- Data excerpts -

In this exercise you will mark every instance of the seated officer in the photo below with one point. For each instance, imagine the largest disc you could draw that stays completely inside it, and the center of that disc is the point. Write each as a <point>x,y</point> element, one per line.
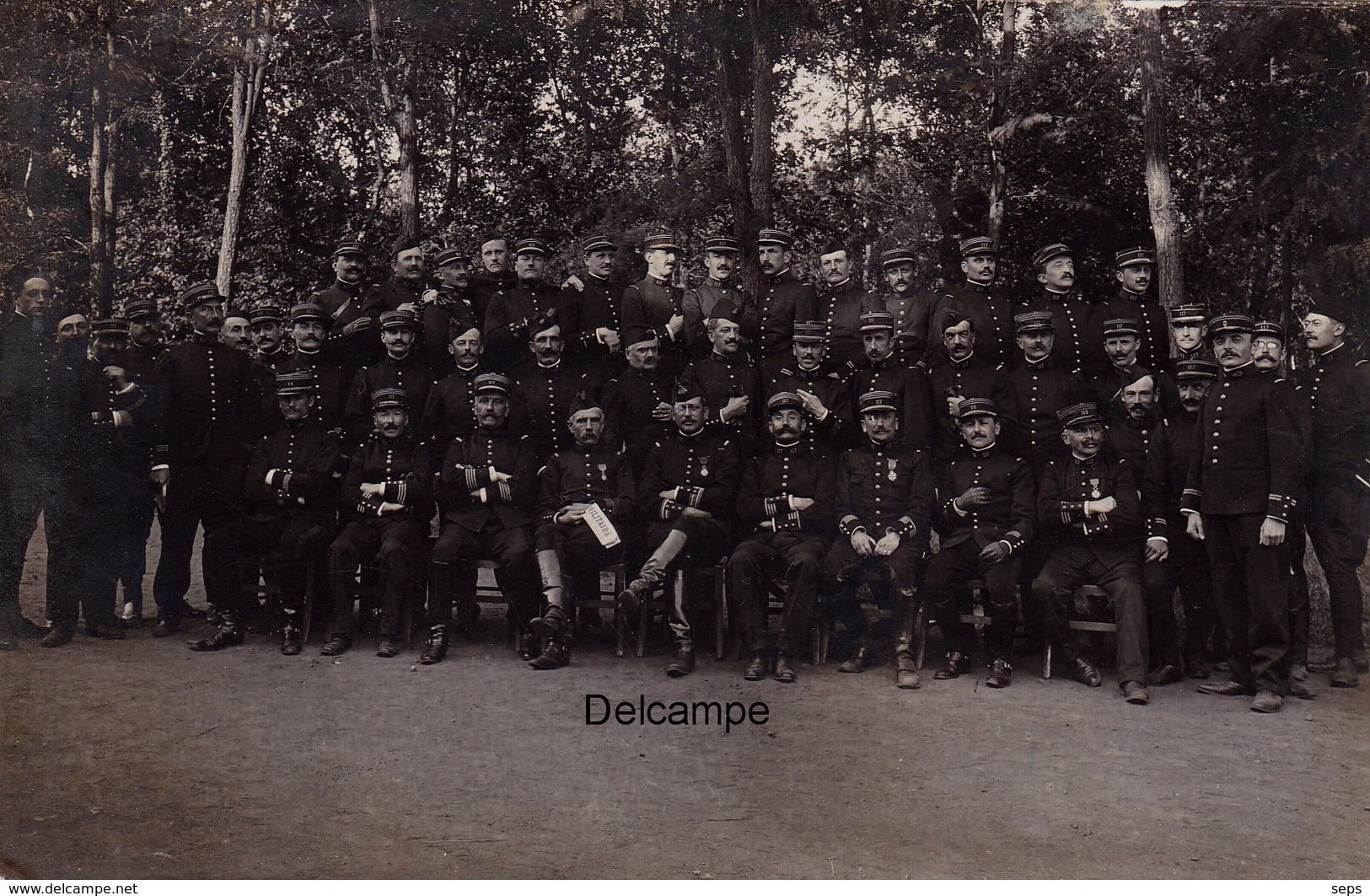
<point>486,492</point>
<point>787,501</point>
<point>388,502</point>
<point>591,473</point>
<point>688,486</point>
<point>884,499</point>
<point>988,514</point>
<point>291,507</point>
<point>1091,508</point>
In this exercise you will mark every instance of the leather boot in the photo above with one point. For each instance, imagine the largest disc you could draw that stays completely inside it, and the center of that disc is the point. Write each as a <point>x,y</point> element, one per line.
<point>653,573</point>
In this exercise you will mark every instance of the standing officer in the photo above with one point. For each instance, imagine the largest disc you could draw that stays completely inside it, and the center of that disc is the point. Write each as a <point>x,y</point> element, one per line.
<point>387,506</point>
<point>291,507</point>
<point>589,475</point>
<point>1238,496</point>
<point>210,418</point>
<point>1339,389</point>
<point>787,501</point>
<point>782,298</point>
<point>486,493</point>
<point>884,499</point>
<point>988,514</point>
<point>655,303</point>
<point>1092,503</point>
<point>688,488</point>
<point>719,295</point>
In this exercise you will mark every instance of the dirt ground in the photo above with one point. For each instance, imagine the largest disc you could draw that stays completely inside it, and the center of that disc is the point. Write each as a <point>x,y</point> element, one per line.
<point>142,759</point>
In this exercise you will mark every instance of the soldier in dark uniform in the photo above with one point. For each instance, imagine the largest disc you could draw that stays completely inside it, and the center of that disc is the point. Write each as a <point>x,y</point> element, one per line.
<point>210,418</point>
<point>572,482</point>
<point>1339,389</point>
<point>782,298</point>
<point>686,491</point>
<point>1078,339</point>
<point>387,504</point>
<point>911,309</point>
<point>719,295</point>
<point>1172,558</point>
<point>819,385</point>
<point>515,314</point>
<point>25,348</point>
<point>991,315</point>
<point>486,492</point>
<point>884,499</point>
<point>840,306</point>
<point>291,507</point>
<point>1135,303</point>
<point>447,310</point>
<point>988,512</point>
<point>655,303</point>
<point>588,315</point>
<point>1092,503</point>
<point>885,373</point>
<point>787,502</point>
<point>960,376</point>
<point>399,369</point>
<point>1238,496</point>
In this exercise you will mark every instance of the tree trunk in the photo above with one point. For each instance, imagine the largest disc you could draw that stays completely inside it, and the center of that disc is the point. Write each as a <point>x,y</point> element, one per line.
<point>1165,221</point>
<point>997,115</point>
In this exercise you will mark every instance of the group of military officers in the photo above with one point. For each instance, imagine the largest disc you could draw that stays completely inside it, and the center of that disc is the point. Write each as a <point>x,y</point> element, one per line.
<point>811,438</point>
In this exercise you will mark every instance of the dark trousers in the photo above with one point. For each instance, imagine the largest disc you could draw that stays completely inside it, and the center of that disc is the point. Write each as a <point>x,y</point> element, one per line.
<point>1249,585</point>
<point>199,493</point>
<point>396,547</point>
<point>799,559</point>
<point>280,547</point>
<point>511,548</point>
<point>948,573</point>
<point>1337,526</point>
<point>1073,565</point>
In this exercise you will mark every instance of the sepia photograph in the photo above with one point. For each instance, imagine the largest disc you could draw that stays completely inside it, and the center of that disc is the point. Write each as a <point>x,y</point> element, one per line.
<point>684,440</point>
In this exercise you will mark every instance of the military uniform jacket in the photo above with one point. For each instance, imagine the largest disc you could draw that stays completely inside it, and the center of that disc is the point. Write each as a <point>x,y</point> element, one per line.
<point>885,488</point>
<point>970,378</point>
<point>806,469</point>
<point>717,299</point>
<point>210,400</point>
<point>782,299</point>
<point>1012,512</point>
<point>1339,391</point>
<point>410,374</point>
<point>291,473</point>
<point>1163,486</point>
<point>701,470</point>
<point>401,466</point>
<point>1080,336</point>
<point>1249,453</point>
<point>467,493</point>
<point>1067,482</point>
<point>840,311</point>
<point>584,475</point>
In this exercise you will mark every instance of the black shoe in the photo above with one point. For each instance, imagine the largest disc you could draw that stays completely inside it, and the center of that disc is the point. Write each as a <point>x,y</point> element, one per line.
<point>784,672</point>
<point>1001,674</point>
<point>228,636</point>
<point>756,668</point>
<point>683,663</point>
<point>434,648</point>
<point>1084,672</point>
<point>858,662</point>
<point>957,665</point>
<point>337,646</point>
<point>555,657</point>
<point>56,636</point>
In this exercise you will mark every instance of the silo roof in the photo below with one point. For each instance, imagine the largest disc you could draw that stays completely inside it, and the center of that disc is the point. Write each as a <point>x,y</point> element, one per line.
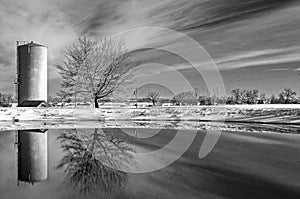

- Aim -
Convert the part that opens with the line containing "In this exercise you will mark every instance of the military" and closes with the line containing "<point>584,475</point>" into a Markdown table with the columns Index and Line. Number each line and leave out blank lines.

- Correct output -
| Index | Line |
|---|---|
| 1 | In this exercise you will mark every instance of the military uniform jacket in the photo above with one point. For each instance, imagine the largest disc you could draw that stays completely inside it, and the center of that disc is the point. Write each as a <point>x,y</point> element, one per line. |
| 2 | <point>885,488</point> |
| 3 | <point>970,378</point> |
| 4 | <point>806,469</point> |
| 5 | <point>717,299</point> |
| 6 | <point>210,400</point> |
| 7 | <point>782,299</point> |
| 8 | <point>1012,512</point> |
| 9 | <point>1339,391</point> |
| 10 | <point>410,374</point> |
| 11 | <point>291,473</point> |
| 12 | <point>1163,486</point> |
| 13 | <point>701,470</point> |
| 14 | <point>401,466</point> |
| 15 | <point>1080,336</point> |
| 16 | <point>1249,453</point> |
| 17 | <point>467,493</point> |
| 18 | <point>1067,482</point> |
| 19 | <point>840,311</point> |
| 20 | <point>584,475</point> |